You’ve got to be careful about the liberties you take with the facts when you’re making a film about an infamous terrorist incident. Especially if you’re an Indian production and the movie you’re making is about an Islamist attack in neighboring Bangladesh, which is 90% Muslim. People are already wondering about your motives and agenda, after all.
“Faraaz” is about a 2016 attack on the toniest, most cosmopolitan restaurant in Dhaka, Bangladesh. Today’s “Around the World with Netflix” outing tells a fictionalized version of the tragedy from several points of view, most notably that of Faraaz Ayaaz Hossain, a privileged young college student celebrated for standing-up for two female friends he was dining with, and for standing-up for his version of Islam against the violent, primitive hate-mongering dogma espoused by the attackers.
He was honored with posthumous awards and became an Islamic icon, based on fact and a growing, evolving myth, much like Christian victims of the Columbine school shooting in the U.S.
════════════════════
### What this exercise asks
1. In the film review, what year did the attack on the Dhaka restaurant take place?
2. Extend the review of the film "Faraaz" with a few sentences that pick up after its final line.
The data comes from a separate source and has no connection to the film review.

### Given entries
════════════════════
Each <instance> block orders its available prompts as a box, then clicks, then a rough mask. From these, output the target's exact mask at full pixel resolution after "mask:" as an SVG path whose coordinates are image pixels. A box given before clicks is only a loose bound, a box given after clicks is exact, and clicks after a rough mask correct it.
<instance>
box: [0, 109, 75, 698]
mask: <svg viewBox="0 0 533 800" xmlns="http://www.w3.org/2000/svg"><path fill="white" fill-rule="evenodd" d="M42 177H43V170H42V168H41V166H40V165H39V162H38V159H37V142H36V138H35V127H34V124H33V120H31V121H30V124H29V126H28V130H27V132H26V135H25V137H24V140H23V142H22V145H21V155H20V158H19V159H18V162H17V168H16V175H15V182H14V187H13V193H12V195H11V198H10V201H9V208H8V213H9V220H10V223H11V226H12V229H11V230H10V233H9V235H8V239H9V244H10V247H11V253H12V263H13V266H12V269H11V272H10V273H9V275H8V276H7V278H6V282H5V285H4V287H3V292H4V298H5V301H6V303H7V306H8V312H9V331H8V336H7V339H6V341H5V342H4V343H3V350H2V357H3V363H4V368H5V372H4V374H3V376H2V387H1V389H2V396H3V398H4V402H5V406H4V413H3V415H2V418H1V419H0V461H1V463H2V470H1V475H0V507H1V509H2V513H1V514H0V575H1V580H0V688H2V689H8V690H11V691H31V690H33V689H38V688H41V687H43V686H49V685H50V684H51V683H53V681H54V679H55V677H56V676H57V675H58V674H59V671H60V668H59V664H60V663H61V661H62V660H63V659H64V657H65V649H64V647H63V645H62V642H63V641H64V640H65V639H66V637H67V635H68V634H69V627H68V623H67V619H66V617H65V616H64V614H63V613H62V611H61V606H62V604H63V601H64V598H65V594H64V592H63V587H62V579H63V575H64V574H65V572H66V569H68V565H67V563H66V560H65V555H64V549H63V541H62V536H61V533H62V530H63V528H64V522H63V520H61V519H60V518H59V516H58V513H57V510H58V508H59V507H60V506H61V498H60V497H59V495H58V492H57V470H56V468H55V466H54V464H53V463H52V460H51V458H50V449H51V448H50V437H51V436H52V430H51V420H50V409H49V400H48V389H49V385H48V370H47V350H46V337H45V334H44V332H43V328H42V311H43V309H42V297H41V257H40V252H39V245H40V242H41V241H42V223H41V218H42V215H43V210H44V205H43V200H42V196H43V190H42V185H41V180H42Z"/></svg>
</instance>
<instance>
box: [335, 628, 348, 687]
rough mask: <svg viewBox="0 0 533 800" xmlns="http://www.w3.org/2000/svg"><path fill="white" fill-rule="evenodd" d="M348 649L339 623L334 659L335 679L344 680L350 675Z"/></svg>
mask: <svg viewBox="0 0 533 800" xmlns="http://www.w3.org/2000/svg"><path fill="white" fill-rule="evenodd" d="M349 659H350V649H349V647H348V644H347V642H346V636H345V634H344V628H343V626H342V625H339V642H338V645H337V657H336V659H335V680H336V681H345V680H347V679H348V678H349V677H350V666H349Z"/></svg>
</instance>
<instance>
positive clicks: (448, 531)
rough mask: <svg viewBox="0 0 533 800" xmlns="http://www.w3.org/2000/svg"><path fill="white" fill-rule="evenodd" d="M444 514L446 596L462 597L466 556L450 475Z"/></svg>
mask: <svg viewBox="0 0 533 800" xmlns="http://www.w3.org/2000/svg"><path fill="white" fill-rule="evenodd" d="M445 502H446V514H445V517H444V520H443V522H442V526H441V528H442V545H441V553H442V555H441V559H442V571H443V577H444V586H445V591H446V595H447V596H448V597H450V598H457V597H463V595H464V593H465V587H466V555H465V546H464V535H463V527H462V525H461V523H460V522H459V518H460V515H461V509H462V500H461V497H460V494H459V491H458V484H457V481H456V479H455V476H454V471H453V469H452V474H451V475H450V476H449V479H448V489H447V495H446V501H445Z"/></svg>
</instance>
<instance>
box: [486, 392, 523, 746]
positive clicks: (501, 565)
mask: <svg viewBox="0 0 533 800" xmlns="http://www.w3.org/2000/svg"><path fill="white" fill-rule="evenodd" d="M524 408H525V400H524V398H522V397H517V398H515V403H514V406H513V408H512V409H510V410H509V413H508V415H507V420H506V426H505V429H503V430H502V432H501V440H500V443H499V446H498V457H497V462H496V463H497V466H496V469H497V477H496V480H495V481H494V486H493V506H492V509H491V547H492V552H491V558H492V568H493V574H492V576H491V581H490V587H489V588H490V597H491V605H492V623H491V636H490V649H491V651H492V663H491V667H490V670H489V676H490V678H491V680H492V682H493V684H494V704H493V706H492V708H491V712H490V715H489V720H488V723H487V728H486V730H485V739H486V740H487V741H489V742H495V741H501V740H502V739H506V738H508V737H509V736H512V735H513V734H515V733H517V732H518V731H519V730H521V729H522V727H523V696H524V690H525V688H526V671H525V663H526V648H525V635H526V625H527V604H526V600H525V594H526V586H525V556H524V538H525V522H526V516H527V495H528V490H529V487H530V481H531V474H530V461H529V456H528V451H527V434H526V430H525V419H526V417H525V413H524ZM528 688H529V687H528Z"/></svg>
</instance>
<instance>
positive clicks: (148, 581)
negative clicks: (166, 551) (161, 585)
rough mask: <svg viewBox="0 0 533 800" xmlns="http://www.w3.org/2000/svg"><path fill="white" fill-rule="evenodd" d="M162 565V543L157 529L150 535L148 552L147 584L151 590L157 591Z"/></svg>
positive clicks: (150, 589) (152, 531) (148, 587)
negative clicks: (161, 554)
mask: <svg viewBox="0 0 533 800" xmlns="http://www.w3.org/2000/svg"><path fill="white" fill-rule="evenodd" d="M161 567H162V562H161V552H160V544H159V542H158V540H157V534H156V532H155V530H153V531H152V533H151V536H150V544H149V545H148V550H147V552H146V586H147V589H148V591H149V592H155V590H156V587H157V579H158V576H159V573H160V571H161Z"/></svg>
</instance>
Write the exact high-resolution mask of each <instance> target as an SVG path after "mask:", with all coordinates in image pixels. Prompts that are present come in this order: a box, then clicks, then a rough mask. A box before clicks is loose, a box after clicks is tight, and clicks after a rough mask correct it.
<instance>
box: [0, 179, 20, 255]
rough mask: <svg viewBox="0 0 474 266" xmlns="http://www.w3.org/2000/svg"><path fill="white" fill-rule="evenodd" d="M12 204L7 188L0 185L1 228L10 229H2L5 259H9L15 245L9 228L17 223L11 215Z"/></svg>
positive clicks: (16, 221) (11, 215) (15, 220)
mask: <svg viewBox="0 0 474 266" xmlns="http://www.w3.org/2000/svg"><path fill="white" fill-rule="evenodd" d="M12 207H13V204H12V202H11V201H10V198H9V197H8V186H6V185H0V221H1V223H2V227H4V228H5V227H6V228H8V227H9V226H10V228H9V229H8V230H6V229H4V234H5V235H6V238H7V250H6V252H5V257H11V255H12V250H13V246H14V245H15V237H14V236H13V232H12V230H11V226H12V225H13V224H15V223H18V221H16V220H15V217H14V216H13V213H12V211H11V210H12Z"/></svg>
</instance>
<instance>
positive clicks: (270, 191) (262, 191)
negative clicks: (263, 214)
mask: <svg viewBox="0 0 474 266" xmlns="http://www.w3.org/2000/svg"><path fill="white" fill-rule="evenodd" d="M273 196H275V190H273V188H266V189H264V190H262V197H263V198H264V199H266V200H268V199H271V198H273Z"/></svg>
════════════════════
### Answers by task
1. The attack took place in 2016.

2.
Director Hansal Mehta’s film, based on a screenplay by Raghav Kakkar, Kashyap Kapoor and Ritesh Shah, shows us the five naive terrorists, led by Nidras (Aditya Rawal) bickering over their last big meal before cunning, call-center mastermind Rajiv (Godaan Kumar) sends them to commit mass murder and become “martyrs” to the cause.
Their “motives” are vague. None of the hostages they end up taking dares to ask “So, what’s your grievance?” And even the police and Army negotiators can’t get “demands” out of them. Reading the admittedly-scanty Wikipedia page on the attack doesn’t really settle that, either. They’re just ISIS inspired haters of “infidels” and “foreigners” who picked a fat, soft target in which to express their outrage.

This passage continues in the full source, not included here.